OBJECTIVE: Transcribe every line of the listing below without any deviation.
--- START OF DATA FOR PROCESSING ---
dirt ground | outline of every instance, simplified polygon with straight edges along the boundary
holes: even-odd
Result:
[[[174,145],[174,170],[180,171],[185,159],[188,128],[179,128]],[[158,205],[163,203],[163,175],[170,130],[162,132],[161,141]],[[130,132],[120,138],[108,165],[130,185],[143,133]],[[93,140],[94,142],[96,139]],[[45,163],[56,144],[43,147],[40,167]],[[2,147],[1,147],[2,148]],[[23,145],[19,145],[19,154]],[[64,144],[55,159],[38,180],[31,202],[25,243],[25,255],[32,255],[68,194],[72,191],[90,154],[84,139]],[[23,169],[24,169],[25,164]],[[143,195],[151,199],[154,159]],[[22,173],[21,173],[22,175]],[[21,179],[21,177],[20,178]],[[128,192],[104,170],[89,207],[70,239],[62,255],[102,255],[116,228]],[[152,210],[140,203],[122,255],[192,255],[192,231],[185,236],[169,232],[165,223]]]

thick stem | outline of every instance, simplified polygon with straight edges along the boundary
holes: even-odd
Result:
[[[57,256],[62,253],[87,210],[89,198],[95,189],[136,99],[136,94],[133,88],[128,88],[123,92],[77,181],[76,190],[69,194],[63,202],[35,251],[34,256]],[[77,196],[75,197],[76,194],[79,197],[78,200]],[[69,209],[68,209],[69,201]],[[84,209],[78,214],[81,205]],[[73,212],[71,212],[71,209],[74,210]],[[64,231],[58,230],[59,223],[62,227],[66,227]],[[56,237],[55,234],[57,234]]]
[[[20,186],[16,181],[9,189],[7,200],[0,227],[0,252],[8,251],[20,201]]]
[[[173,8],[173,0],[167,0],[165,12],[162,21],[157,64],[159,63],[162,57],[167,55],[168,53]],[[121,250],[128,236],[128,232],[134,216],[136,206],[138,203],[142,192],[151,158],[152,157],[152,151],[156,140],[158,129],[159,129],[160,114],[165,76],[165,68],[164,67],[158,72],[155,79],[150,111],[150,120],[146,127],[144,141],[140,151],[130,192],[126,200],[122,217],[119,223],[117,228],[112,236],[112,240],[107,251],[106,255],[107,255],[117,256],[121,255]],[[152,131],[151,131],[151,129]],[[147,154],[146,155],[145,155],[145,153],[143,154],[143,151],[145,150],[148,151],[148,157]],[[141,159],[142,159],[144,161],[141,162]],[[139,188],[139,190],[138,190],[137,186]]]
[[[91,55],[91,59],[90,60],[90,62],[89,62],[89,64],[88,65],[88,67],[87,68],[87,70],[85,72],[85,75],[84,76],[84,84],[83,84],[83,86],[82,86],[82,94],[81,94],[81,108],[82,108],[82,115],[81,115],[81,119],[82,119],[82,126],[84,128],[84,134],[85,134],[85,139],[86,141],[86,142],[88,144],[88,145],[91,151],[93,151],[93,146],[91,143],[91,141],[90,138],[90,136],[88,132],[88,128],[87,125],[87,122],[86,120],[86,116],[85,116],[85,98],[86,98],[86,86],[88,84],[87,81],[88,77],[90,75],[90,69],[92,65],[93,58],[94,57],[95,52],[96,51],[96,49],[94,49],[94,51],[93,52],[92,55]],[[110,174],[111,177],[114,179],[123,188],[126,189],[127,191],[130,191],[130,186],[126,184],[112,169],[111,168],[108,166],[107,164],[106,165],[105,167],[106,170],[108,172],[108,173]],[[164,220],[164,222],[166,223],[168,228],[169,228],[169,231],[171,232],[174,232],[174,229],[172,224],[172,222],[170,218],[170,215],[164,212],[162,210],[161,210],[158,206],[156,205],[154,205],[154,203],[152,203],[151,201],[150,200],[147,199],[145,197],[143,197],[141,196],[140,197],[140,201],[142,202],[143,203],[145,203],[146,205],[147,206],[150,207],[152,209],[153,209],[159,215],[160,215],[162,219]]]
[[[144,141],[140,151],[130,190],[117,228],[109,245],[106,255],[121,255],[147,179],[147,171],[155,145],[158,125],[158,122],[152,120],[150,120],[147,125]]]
--- END OF DATA FOR PROCESSING ---
WRITTEN RESPONSE:
dirt ground | outline of every instance, simplified polygon with straight edges along the boundary
holes: even-odd
Result:
[[[174,145],[174,170],[180,171],[185,159],[188,128],[179,128]],[[158,205],[163,203],[163,175],[170,130],[162,132],[161,141]],[[130,132],[120,138],[108,165],[130,185],[143,133]],[[93,140],[94,142],[96,139]],[[45,163],[56,144],[43,147],[40,167]],[[2,147],[1,147],[2,148]],[[23,145],[19,145],[19,154]],[[64,144],[55,159],[38,180],[31,202],[25,243],[25,255],[32,255],[68,194],[72,191],[90,154],[84,139]],[[23,169],[24,169],[25,164]],[[143,195],[151,199],[154,159]],[[22,173],[21,173],[22,175]],[[21,179],[21,177],[20,178]],[[128,192],[104,170],[89,207],[70,239],[62,255],[102,255],[116,228]],[[152,210],[140,203],[122,255],[192,255],[192,231],[185,236],[169,232],[165,223]]]

thick stem | outline of every instance, simplified polygon with straight edges along the boundary
holes: even-odd
Result:
[[[57,256],[62,253],[87,210],[89,198],[95,189],[136,99],[136,94],[133,88],[128,88],[123,92],[77,181],[76,190],[69,194],[63,202],[35,251],[34,256]],[[77,196],[75,197],[76,194],[79,197],[78,200]],[[69,209],[68,209],[69,201]],[[84,209],[78,214],[81,205]],[[73,212],[71,212],[71,209],[74,210]],[[64,231],[58,230],[59,223],[62,227],[66,227]],[[56,237],[55,234],[57,234]]]
[[[20,186],[16,181],[9,189],[7,200],[0,227],[0,252],[8,251],[20,201]]]
[[[173,8],[173,0],[167,0],[165,12],[162,21],[157,64],[159,63],[162,57],[167,55],[168,53]],[[121,250],[128,236],[128,232],[134,216],[136,206],[138,203],[142,192],[151,158],[152,157],[152,151],[156,140],[158,129],[159,129],[160,114],[165,76],[165,68],[164,67],[158,72],[155,79],[150,111],[150,120],[146,127],[144,141],[140,151],[130,192],[126,200],[122,217],[119,223],[117,228],[112,236],[112,240],[107,251],[106,255],[107,255],[117,256],[121,255]],[[152,131],[151,131],[151,129]],[[147,154],[146,155],[145,155],[145,153],[143,154],[143,151],[145,150],[148,151],[148,157]],[[141,159],[142,159],[144,161],[141,162]],[[139,188],[139,190],[138,190],[137,186]]]
[[[91,55],[91,59],[90,60],[90,62],[89,62],[89,64],[88,65],[88,67],[87,68],[87,70],[85,72],[85,75],[84,76],[84,84],[83,84],[83,86],[82,86],[82,94],[81,94],[81,108],[82,108],[82,115],[81,115],[81,119],[82,119],[82,126],[84,128],[84,134],[85,134],[85,139],[86,141],[86,142],[88,144],[88,145],[91,151],[93,151],[93,146],[91,143],[91,141],[90,138],[90,136],[88,132],[88,128],[87,125],[87,122],[86,120],[86,116],[85,116],[85,98],[86,98],[86,86],[88,84],[87,81],[88,77],[90,75],[90,69],[92,65],[93,58],[94,57],[95,52],[96,51],[96,49],[94,49],[94,51],[93,52],[92,55]],[[110,174],[111,177],[114,179],[123,188],[126,189],[127,191],[130,191],[130,186],[126,184],[112,169],[111,168],[108,166],[107,164],[106,165],[105,167],[106,170],[108,172],[108,173]],[[164,220],[164,222],[166,223],[168,228],[169,228],[169,231],[171,232],[174,232],[174,229],[172,224],[172,222],[170,218],[170,215],[164,212],[162,210],[161,210],[158,206],[156,205],[154,205],[154,203],[152,203],[151,201],[150,200],[147,199],[145,197],[143,197],[141,196],[140,197],[140,201],[142,202],[143,203],[145,203],[146,205],[147,206],[150,207],[152,209],[153,209],[159,215],[160,215],[162,219]]]
[[[144,141],[140,151],[130,190],[117,228],[109,245],[106,255],[121,255],[147,179],[147,171],[155,145],[158,125],[158,122],[152,120],[150,120],[147,125]]]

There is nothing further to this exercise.